WHAT TO PRODUCE:
Give the lines again exactly, from the one holding "Annotation guideline: every instance of the rock receives" to the last line of the listing below, both ends included and nothing added.

ENTRIES PROVIDED:
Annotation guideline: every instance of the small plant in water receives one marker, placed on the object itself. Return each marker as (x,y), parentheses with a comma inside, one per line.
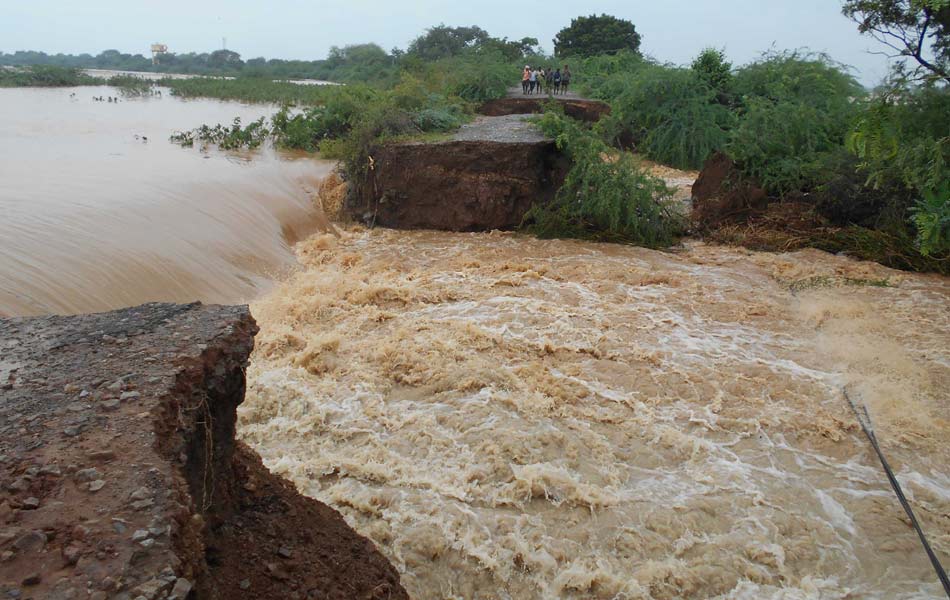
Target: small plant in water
(225,137)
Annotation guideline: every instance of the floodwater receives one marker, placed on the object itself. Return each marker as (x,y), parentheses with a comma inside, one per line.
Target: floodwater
(506,417)
(94,217)
(514,418)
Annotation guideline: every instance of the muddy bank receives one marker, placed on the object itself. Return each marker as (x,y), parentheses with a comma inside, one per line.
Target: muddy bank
(121,477)
(485,177)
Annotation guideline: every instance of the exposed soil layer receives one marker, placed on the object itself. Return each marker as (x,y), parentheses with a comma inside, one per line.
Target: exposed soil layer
(577,108)
(722,196)
(121,477)
(487,177)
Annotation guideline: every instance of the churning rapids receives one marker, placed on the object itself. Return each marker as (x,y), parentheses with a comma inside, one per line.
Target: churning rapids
(515,418)
(507,417)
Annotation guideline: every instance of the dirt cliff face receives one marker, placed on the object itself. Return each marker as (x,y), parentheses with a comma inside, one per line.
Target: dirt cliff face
(121,477)
(721,195)
(485,178)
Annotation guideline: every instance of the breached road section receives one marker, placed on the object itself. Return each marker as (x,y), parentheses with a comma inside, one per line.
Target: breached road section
(486,176)
(121,477)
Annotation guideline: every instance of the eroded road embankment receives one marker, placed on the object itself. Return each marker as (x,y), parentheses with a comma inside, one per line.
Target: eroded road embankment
(121,477)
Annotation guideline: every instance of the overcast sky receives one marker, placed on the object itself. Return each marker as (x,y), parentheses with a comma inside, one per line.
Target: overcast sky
(672,31)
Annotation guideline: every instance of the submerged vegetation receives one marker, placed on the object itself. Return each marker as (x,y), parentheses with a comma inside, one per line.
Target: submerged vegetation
(869,170)
(45,76)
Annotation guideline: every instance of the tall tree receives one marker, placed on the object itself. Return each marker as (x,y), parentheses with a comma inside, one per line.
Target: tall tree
(442,41)
(915,29)
(593,35)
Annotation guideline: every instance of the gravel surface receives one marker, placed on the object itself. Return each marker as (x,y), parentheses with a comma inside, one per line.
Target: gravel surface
(510,129)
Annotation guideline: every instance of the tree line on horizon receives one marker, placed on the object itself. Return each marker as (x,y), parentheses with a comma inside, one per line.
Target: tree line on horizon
(367,62)
(872,167)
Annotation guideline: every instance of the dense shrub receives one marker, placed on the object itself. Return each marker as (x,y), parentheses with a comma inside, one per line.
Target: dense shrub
(672,115)
(606,195)
(46,76)
(794,111)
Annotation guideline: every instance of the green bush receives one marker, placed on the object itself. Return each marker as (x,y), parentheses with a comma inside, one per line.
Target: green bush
(932,218)
(671,114)
(606,195)
(794,110)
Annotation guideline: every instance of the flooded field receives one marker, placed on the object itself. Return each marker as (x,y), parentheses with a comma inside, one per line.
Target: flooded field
(514,418)
(508,417)
(99,210)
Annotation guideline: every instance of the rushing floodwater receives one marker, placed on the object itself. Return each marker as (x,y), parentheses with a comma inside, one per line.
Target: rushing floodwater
(506,417)
(92,217)
(514,418)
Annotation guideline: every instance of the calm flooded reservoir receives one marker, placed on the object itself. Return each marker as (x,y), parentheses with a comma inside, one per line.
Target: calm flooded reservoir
(95,217)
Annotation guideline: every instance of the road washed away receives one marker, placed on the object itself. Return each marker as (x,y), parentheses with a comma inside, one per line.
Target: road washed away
(509,417)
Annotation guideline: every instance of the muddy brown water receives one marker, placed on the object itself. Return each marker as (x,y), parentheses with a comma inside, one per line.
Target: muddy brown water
(508,417)
(92,217)
(514,418)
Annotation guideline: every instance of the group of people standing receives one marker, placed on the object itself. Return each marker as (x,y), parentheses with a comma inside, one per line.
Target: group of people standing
(556,80)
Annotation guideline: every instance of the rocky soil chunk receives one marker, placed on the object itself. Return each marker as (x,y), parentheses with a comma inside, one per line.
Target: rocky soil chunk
(120,476)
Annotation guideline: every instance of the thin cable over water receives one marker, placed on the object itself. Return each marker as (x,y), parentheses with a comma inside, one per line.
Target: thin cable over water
(865,420)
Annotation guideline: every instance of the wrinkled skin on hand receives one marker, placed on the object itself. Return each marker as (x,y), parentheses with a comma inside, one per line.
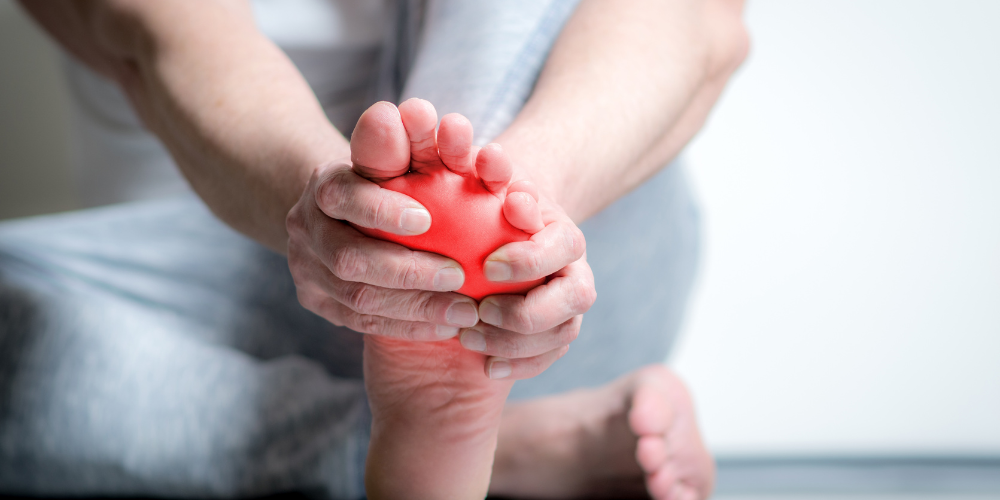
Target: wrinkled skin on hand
(467,225)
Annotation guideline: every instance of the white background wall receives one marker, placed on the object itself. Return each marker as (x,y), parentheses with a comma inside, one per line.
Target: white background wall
(849,302)
(850,297)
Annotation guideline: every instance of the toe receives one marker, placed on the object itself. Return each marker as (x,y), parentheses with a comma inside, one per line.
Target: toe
(455,144)
(651,453)
(380,148)
(494,167)
(650,413)
(662,484)
(522,211)
(420,120)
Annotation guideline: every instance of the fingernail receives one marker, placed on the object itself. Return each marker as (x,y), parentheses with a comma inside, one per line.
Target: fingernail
(415,220)
(462,314)
(446,332)
(490,313)
(448,279)
(473,341)
(499,369)
(497,270)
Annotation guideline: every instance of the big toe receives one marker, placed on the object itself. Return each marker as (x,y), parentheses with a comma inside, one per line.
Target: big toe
(380,147)
(650,413)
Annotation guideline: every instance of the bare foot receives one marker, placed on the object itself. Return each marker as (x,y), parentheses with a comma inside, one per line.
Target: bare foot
(436,414)
(636,437)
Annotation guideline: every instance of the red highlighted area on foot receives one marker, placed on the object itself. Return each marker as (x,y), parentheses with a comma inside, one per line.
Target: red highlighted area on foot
(467,224)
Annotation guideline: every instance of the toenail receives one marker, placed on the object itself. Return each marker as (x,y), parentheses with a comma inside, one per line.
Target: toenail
(448,279)
(498,270)
(446,332)
(473,341)
(462,314)
(499,370)
(415,220)
(489,312)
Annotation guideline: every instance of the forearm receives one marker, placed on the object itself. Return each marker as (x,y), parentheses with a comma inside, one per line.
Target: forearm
(239,120)
(625,87)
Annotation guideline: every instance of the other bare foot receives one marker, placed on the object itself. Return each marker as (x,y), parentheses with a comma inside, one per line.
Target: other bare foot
(636,437)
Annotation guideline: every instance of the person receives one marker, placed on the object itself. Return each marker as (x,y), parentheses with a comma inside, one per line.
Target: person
(149,349)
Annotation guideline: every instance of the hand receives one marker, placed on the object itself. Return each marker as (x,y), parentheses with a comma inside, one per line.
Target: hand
(369,285)
(524,335)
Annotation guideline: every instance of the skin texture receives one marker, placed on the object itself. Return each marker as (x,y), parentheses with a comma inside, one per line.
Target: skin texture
(436,414)
(620,94)
(636,437)
(463,188)
(626,86)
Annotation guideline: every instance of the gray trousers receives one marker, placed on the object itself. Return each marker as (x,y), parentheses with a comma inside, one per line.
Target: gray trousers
(148,349)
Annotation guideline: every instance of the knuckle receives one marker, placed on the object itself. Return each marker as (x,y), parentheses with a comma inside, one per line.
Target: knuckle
(522,320)
(363,299)
(575,242)
(582,298)
(513,349)
(347,263)
(423,306)
(365,323)
(307,299)
(533,264)
(295,221)
(380,213)
(332,194)
(409,274)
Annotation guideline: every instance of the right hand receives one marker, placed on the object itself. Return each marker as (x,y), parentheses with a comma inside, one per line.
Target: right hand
(369,285)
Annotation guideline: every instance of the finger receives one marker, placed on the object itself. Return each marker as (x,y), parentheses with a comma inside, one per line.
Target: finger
(380,148)
(524,186)
(420,120)
(494,167)
(341,315)
(455,144)
(352,256)
(522,211)
(494,341)
(569,293)
(346,196)
(546,252)
(520,369)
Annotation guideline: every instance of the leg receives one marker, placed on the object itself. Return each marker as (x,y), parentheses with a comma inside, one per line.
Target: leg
(149,350)
(643,284)
(435,413)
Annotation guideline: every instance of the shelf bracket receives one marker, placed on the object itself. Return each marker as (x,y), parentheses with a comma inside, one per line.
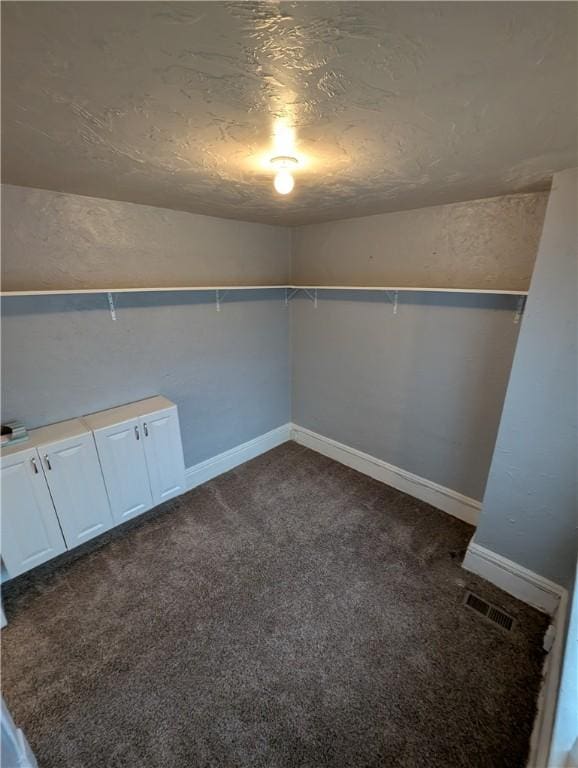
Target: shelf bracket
(306,291)
(520,309)
(394,300)
(311,296)
(111,305)
(219,296)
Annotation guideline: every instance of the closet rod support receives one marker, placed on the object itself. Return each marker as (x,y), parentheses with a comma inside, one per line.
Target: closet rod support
(520,309)
(394,300)
(111,305)
(219,296)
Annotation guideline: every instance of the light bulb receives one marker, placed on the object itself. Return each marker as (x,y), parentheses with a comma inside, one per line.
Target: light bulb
(283,182)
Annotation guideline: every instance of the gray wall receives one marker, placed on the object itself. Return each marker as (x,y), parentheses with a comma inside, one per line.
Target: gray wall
(53,240)
(421,389)
(530,509)
(227,371)
(480,244)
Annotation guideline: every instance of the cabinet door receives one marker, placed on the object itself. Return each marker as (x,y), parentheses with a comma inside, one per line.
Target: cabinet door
(122,458)
(30,530)
(76,484)
(164,454)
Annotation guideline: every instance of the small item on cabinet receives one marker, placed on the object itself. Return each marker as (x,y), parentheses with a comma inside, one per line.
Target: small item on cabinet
(13,432)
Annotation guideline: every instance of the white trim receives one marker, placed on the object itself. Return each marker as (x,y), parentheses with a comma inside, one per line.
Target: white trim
(514,579)
(541,740)
(206,470)
(447,500)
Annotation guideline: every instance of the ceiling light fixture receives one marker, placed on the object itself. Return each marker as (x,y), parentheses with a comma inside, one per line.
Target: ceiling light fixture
(284,181)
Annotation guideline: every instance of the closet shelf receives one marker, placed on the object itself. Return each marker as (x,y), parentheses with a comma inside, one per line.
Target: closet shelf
(194,288)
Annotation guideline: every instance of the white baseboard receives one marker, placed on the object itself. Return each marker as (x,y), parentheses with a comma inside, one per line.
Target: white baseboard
(447,500)
(206,470)
(514,579)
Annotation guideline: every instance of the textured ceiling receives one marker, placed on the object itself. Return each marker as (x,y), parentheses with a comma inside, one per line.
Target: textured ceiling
(390,105)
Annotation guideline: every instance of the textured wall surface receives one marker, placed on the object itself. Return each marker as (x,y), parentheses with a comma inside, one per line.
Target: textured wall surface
(421,389)
(392,105)
(52,240)
(227,371)
(530,510)
(481,244)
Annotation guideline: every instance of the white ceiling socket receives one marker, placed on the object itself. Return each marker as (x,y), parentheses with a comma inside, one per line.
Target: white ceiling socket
(284,181)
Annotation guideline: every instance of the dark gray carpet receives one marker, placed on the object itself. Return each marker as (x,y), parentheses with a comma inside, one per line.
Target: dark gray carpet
(289,613)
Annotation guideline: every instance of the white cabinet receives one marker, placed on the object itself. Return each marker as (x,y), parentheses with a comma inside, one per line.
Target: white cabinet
(140,452)
(74,480)
(53,495)
(124,467)
(72,470)
(164,454)
(30,530)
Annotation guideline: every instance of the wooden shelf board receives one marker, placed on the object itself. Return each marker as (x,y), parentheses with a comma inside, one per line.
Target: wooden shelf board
(191,289)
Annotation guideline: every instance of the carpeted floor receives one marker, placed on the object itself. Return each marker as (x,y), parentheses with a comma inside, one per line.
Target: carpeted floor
(289,613)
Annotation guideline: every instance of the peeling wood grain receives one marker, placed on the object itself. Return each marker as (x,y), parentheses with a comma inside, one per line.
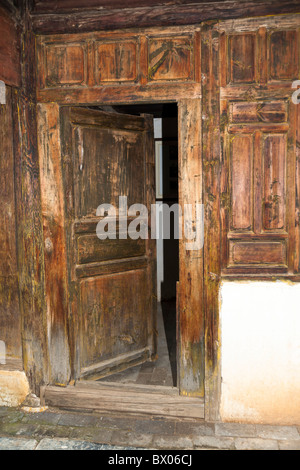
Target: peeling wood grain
(211,154)
(54,239)
(191,319)
(10,315)
(10,43)
(29,221)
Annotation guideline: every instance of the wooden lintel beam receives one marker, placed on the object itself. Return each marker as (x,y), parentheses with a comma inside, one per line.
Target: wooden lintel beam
(166,15)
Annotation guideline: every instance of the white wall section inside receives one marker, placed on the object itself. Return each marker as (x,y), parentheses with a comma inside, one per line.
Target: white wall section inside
(260,331)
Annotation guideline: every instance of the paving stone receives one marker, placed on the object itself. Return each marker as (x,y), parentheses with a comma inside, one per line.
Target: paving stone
(160,427)
(76,419)
(7,443)
(125,438)
(221,443)
(39,431)
(4,411)
(173,442)
(194,429)
(278,432)
(100,436)
(289,445)
(126,424)
(68,444)
(235,430)
(46,418)
(256,444)
(14,416)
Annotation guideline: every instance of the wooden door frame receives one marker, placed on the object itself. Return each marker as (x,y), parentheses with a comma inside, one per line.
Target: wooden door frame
(199,183)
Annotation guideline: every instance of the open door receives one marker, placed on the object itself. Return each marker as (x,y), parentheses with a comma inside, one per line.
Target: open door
(112,282)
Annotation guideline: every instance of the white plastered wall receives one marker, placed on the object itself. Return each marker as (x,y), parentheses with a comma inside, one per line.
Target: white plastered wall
(260,352)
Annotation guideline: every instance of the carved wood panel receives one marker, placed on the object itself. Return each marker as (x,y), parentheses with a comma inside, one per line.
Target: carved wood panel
(258,122)
(117,59)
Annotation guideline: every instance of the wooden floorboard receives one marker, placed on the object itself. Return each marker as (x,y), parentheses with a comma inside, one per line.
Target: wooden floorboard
(121,398)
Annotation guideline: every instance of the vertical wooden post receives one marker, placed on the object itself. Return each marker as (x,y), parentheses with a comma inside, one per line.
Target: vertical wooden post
(56,291)
(190,295)
(211,153)
(29,221)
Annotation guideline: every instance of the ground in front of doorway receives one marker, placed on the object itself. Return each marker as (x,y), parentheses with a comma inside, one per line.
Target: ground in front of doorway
(66,430)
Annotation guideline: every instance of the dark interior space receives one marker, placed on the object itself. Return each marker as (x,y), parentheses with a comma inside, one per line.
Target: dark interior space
(164,370)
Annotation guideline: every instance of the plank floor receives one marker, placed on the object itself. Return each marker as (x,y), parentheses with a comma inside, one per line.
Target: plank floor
(163,371)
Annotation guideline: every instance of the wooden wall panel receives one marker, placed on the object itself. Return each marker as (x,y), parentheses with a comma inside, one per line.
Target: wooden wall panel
(284,55)
(241,169)
(170,58)
(242,50)
(116,61)
(259,218)
(274,176)
(68,64)
(65,65)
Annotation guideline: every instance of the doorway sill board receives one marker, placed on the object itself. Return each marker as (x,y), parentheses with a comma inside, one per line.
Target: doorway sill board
(122,398)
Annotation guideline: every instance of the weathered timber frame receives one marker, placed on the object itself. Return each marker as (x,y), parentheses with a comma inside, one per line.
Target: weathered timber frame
(197,83)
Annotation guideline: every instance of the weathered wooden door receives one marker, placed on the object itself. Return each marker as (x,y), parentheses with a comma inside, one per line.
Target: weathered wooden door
(112,301)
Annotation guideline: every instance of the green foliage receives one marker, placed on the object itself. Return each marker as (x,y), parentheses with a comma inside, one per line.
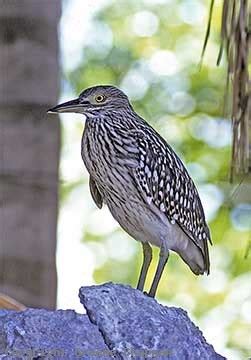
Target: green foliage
(185,104)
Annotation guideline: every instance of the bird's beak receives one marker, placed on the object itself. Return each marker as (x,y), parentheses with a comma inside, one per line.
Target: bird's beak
(69,106)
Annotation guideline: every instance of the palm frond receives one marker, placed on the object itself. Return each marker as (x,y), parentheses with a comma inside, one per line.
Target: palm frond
(236,41)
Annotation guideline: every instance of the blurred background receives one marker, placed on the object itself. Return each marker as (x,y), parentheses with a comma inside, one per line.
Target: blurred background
(151,49)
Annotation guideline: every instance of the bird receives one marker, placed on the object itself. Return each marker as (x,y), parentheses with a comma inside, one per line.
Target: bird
(143,182)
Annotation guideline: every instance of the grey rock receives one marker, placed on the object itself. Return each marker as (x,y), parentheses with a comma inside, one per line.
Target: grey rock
(121,323)
(43,334)
(135,326)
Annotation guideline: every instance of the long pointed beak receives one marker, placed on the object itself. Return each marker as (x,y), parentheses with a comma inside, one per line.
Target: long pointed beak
(69,106)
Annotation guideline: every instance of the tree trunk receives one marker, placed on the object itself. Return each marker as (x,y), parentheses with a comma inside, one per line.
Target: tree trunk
(29,150)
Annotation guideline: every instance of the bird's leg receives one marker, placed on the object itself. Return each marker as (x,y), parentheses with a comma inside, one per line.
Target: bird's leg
(163,257)
(147,258)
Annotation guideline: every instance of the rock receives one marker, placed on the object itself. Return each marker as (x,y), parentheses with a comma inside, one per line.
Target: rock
(135,326)
(121,323)
(43,334)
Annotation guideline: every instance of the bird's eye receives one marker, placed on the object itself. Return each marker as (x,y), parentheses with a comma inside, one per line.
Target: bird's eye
(99,98)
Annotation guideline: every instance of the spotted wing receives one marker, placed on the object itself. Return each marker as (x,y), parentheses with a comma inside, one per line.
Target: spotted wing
(164,180)
(95,193)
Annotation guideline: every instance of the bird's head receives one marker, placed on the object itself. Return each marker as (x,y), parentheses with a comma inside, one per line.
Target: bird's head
(95,101)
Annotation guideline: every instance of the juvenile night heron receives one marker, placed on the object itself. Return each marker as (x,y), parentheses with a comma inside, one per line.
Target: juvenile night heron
(143,182)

EXERCISE OUTPUT:
Annotation guideline: every instance of the rock receives one marker, placed on the object itself. Return each marker as (x,y), parentheses with a comma inside, one per line.
Target: rock
(135,326)
(121,323)
(43,334)
Annotation guideline: every instance of the bird's eye receives one marker, placed on the object itself. Return each marker as (x,y), parentheses with a comma inside, one per line.
Target: bird's eye
(99,98)
Annotation guideline: every instance of the spotted wing receives one marker, placed on the object itself. Return each marker as (x,y), parentheses with a comma inside, one per line.
Target: spotted wing
(164,180)
(95,193)
Annotation guideline: every instance of the bird's head receives one marker, placed on the object itself. Return each marker as (x,y), parentheses with a comma inside, one per line.
Target: bird's head
(95,101)
Annotation guideline: every instance of the juvenile night heron receives one marker, placed on the object itself. Return each marker as (x,y), parentheses with a comma inside, one per line.
Target: juvenile night heron
(143,182)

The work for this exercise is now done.